[[ Excerpt provided, beginning ]]
Flow matching learns a velocity field:
dx/dt = v_θ(x, t)
Where v_θ is the neural network predicting the velocity.
The key insight is that both parameterize the same noise:
Score: x_t = x_0 + σ·ε → ε = (x_t - x_0)/σ
Flow: x_t = (1-t)·x_0 + t·ε → v = ε - x_0
This allows us to convert score predictions to velocity predictions analytically.
- Same Information: Both models learn the same underlying data distribution
- Mathematical Equivalence: The conversion is exact under certain conditions
- Architecture Preservation: Same neural network weights work for both
- Integration Efficiency: ODE solvers are more efficient than SDE solvers
- Fine-tuning: Optional 20-50 epoch fine-tuning for perfect quality
- Advanced ODE Solvers: Dormand-Prince, adaptive step sizes
- Steering Integration: Physical guidance for flow matching
- Multi-scale: Different step counts for different protein sizes
This implementation provides a foundation for flow matching in protein structure prediction. Contributions welcome for
- Advanced ODE solvers
- Quality improvements
- Additional conversion methods
The key insight is that pretrained score models can be analytically converted to flow matching without retraining.
[[ Excerpt provided, end ]]
■ Things to do ■
a) For each statement below, say whether it agrees with the excerpt on flow matching. Answer yes or no, and quote the deciding words of the excerpt. (i) The same neural network weights work for both the score model and the flow model. (ii) SDE solvers are more efficient than ODE solvers. (iii) Converting a pretrained score model to flow matching requires retraining.
b) According to the excerpt on flow matching, how many epochs does the optional fine-tuning take?
c) Repeat the part of the excerpt on flow matching from "Flow matching learns" to "velocity predictions analytically.", word for word.
[[ Supplied entries, beginning ]]
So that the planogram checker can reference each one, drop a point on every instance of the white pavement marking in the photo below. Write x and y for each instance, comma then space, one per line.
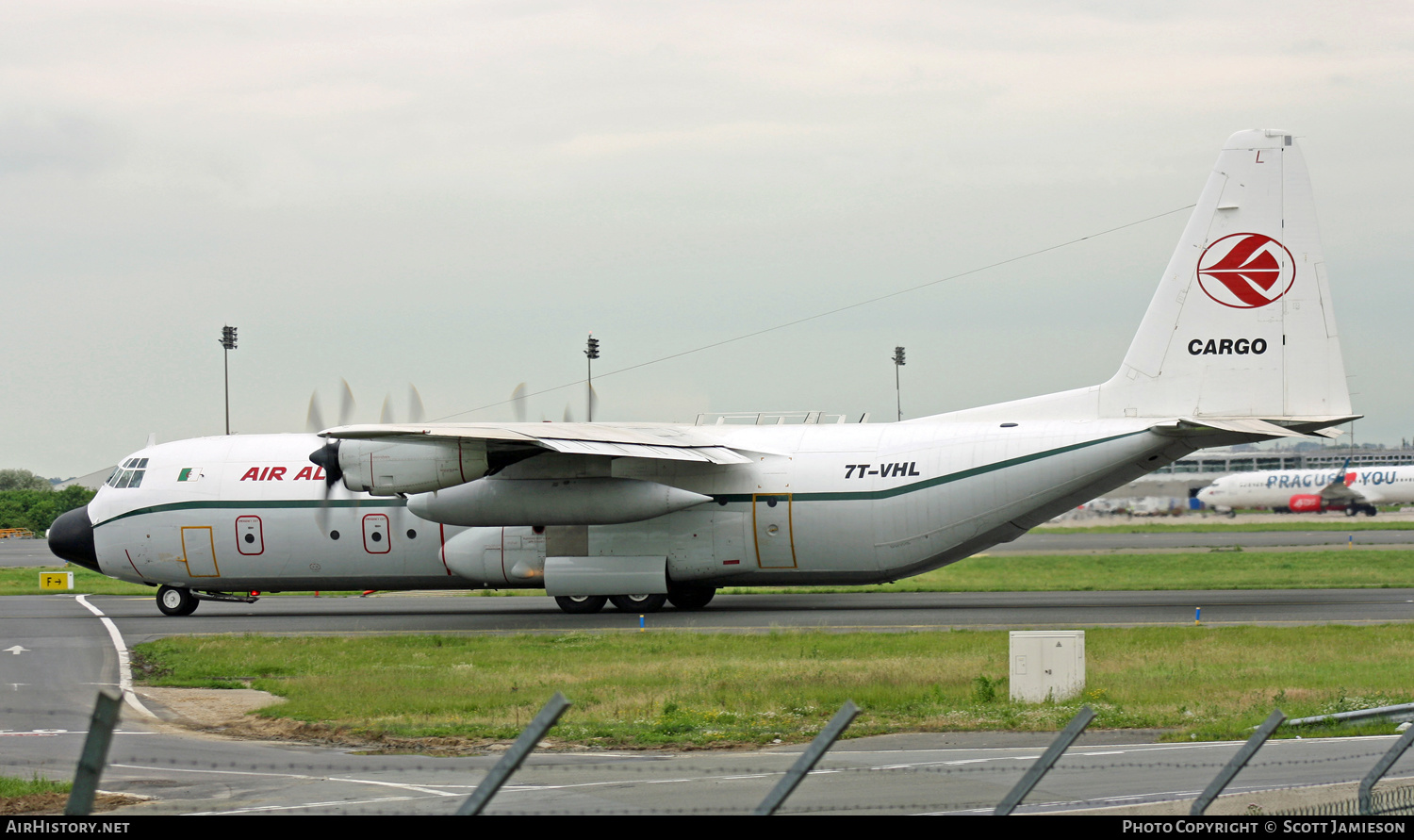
124, 667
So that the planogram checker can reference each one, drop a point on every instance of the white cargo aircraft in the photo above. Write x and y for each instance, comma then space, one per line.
1306, 491
1239, 344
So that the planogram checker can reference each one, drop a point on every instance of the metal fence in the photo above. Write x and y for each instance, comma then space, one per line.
1365, 799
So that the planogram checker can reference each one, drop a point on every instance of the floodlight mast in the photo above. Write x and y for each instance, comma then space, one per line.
591, 351
898, 395
228, 341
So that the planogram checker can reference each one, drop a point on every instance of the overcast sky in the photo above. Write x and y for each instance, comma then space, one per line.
455, 194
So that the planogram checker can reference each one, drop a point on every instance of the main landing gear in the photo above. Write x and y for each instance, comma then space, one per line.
175, 601
682, 597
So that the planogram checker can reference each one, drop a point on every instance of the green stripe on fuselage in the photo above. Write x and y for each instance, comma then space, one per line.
257, 505
928, 483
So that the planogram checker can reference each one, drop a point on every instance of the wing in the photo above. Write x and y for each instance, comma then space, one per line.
636, 440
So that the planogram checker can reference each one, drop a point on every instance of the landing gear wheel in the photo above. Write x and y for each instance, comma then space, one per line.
639, 602
175, 601
690, 597
580, 604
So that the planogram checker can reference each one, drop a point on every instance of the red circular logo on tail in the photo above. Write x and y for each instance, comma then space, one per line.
1246, 271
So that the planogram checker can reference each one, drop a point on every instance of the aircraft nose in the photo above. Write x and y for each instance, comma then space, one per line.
71, 537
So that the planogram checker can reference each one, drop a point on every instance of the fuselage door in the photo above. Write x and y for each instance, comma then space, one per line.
249, 535
198, 549
376, 535
775, 542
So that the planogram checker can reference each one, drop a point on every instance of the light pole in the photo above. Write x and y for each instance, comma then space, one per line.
591, 351
898, 395
228, 341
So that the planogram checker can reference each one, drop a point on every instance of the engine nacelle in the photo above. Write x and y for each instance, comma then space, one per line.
386, 469
553, 501
511, 557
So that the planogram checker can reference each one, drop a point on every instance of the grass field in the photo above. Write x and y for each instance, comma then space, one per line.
679, 689
1188, 570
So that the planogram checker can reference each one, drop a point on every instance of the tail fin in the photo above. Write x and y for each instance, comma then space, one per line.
1241, 322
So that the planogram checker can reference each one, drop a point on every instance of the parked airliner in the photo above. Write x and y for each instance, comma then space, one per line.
1239, 344
1304, 491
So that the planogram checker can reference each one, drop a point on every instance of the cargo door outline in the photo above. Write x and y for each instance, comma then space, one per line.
249, 535
378, 537
198, 551
774, 534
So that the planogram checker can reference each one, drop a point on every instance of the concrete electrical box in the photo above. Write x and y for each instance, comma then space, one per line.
1046, 665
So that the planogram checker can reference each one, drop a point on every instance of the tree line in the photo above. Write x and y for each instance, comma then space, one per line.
30, 501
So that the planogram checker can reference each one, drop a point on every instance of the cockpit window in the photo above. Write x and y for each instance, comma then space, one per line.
127, 475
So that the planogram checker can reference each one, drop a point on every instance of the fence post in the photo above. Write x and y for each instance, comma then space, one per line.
808, 760
1380, 768
514, 757
95, 754
1045, 763
1238, 763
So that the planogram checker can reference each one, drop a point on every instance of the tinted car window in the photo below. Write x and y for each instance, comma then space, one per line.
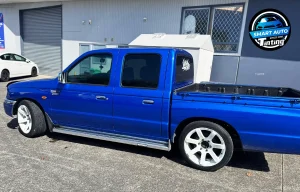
141, 70
93, 69
7, 57
184, 68
19, 58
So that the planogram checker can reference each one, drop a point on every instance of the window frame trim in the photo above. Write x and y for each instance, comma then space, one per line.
210, 23
131, 87
89, 55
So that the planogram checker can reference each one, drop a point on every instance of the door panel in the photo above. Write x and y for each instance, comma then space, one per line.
80, 106
138, 94
85, 100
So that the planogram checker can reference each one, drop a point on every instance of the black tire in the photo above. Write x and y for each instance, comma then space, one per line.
211, 126
5, 75
38, 121
34, 72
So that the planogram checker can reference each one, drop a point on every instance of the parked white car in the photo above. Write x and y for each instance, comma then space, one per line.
14, 65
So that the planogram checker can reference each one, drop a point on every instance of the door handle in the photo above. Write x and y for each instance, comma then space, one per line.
101, 98
148, 102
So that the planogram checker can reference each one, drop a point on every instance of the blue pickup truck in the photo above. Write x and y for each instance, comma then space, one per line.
147, 97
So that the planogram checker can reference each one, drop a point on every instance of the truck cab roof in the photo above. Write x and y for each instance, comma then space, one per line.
146, 49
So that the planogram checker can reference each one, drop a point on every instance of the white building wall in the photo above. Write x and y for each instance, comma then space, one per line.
12, 23
120, 20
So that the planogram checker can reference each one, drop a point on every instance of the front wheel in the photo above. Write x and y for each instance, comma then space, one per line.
34, 72
4, 75
31, 119
205, 145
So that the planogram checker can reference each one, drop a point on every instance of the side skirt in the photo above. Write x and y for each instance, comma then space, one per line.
154, 144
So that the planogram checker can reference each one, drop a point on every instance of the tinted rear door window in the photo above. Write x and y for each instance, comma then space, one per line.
141, 70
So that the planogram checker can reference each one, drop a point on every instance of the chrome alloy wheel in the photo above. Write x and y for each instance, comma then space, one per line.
204, 147
24, 119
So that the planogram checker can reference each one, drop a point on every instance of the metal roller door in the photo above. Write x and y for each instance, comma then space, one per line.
41, 31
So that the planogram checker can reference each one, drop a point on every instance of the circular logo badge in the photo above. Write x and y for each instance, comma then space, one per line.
270, 29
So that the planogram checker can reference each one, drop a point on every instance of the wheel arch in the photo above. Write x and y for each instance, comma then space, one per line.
229, 128
48, 119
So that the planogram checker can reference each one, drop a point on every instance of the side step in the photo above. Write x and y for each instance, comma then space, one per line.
154, 144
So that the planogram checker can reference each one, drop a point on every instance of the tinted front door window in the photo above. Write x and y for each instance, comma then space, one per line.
91, 70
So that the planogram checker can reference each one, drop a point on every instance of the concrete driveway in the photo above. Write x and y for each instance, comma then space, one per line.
67, 163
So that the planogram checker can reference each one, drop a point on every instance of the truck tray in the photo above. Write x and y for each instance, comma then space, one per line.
240, 89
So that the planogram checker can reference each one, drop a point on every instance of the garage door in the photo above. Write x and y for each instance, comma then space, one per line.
41, 30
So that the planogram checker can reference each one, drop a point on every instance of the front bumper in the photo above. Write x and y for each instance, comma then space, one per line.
9, 106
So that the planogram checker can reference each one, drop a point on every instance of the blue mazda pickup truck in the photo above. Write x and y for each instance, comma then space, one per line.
147, 97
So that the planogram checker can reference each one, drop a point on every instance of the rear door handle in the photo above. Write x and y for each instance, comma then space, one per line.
148, 102
101, 98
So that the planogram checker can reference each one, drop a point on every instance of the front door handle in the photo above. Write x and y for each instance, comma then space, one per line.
148, 102
101, 98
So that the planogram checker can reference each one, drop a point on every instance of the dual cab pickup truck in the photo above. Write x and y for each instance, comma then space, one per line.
147, 97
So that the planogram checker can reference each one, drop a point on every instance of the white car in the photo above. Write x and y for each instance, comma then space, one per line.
14, 65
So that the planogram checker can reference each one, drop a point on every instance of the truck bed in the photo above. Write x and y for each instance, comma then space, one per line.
240, 89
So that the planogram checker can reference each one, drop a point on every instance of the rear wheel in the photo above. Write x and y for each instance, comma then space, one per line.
31, 119
5, 75
205, 145
34, 72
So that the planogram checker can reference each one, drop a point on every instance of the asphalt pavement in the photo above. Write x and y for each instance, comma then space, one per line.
66, 163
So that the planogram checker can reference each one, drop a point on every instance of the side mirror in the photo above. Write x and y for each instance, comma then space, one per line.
61, 78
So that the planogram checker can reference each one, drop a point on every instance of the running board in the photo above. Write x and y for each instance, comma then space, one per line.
154, 144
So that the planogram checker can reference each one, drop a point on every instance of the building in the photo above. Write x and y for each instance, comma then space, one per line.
54, 33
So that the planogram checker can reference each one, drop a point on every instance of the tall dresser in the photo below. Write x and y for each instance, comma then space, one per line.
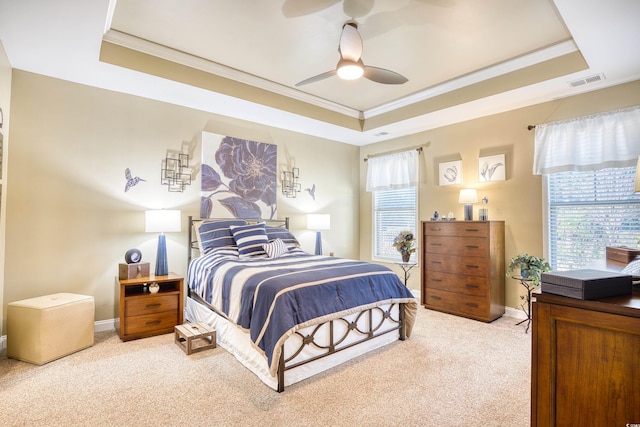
463, 268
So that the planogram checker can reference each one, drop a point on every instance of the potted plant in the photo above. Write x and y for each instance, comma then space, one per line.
404, 243
530, 266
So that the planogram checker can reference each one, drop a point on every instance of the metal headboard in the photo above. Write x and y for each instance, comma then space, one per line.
192, 243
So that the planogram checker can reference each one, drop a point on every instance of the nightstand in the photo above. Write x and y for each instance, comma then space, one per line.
144, 314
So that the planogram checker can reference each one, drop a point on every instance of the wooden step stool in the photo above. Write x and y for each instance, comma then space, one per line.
187, 333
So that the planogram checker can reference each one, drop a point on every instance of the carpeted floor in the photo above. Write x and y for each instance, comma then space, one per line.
451, 372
[[ Supplied entries, end ]]
■ Set of answers ■
a)
(i) Yes: "Same neural network weights work for both"
(ii) No: "ODE solvers are more efficient than SDE solvers"
(iii) No: "pretrained score models can be analytically converted to flow matching without retraining"

b) 20 to 50 epochs.

c)
Flow matching learns a velocity field:
dx/dt = v_θ(x, t)
Where v_θ is the neural network predicting the velocity.
The key insight is that both parameterize the same noise:
Score: x_t = x_0 + σ·ε → ε = (x_t - x_0)/σ
Flow: x_t = (1-t)·x_0 + t·ε → v = ε - x_0
This allows us to convert score predictions to velocity predictions analytically.